— EXERCISE AIM —
Make an exact copy of the data below, leaving out every picture.

— DATASET ROWS —

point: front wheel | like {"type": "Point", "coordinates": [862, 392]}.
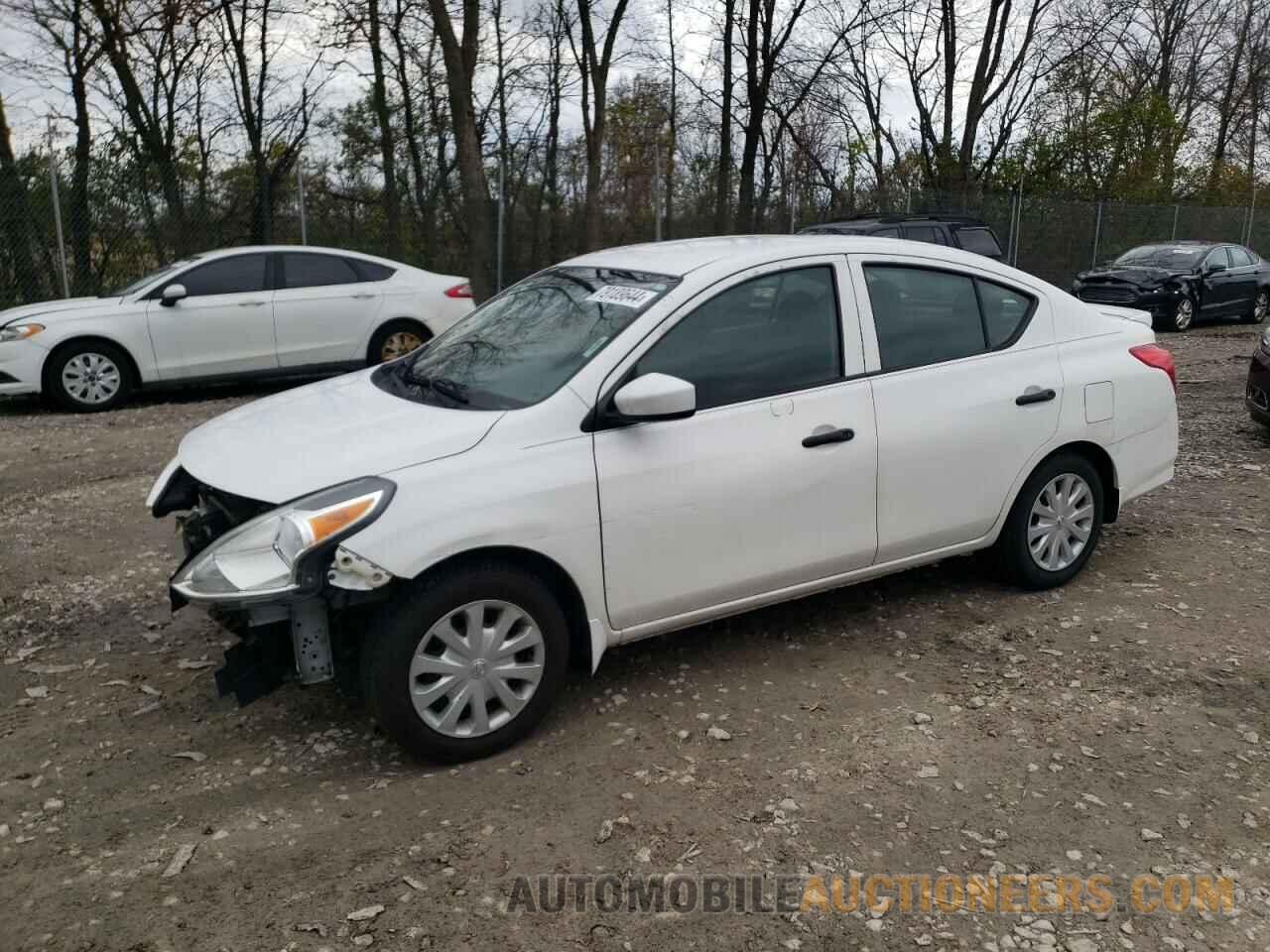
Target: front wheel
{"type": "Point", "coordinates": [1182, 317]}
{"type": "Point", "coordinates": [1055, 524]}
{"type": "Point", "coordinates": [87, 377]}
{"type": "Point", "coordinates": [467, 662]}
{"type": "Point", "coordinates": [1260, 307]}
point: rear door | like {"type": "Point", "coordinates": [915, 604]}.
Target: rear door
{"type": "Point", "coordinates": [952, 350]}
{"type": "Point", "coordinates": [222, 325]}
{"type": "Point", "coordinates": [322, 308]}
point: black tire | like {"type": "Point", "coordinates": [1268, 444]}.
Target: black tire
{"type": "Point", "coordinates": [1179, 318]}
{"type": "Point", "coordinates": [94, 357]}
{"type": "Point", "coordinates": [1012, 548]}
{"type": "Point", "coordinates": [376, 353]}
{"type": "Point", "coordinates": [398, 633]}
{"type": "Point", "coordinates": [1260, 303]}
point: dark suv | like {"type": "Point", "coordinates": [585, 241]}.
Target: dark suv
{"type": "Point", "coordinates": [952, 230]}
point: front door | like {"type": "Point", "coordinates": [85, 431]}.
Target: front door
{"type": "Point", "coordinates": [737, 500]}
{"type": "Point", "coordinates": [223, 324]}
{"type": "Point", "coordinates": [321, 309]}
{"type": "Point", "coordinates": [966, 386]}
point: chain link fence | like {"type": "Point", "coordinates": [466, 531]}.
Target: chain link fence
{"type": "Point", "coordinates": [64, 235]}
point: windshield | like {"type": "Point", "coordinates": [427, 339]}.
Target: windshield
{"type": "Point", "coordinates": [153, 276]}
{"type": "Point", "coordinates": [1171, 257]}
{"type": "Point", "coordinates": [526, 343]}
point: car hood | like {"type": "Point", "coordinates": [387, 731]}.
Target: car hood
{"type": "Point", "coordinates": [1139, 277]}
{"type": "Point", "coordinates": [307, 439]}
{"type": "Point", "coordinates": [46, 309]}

— REPLY TO THE EXERCISE —
point: front wheel | like {"type": "Point", "coordinates": [862, 392]}.
Target: front wheel
{"type": "Point", "coordinates": [1182, 317]}
{"type": "Point", "coordinates": [1055, 524]}
{"type": "Point", "coordinates": [87, 377]}
{"type": "Point", "coordinates": [467, 662]}
{"type": "Point", "coordinates": [1260, 307]}
point: rear door | like {"type": "Point", "coordinates": [915, 604]}.
Target: rear door
{"type": "Point", "coordinates": [952, 350]}
{"type": "Point", "coordinates": [222, 325]}
{"type": "Point", "coordinates": [322, 308]}
point: black tire | like {"type": "Point", "coordinates": [1268, 444]}.
Target: black tire
{"type": "Point", "coordinates": [1179, 318]}
{"type": "Point", "coordinates": [94, 357]}
{"type": "Point", "coordinates": [1012, 548]}
{"type": "Point", "coordinates": [376, 353]}
{"type": "Point", "coordinates": [398, 633]}
{"type": "Point", "coordinates": [1260, 303]}
point: dark suv | like {"type": "Point", "coordinates": [585, 241]}.
Target: dark suv
{"type": "Point", "coordinates": [952, 230]}
point: front door | like {"type": "Point", "coordinates": [85, 431]}.
Target: front door
{"type": "Point", "coordinates": [737, 500]}
{"type": "Point", "coordinates": [223, 324]}
{"type": "Point", "coordinates": [321, 309]}
{"type": "Point", "coordinates": [966, 386]}
point: chain link fence | like {"type": "Point", "coordinates": [466, 531]}.
Target: chain link fence
{"type": "Point", "coordinates": [64, 235]}
point: windshield | like {"type": "Point", "coordinates": [427, 339]}.
Target: windshield
{"type": "Point", "coordinates": [153, 276]}
{"type": "Point", "coordinates": [1171, 257]}
{"type": "Point", "coordinates": [526, 343]}
point: car hood | like {"type": "Point", "coordinates": [387, 731]}.
Target: car hood
{"type": "Point", "coordinates": [1139, 277]}
{"type": "Point", "coordinates": [307, 439]}
{"type": "Point", "coordinates": [46, 309]}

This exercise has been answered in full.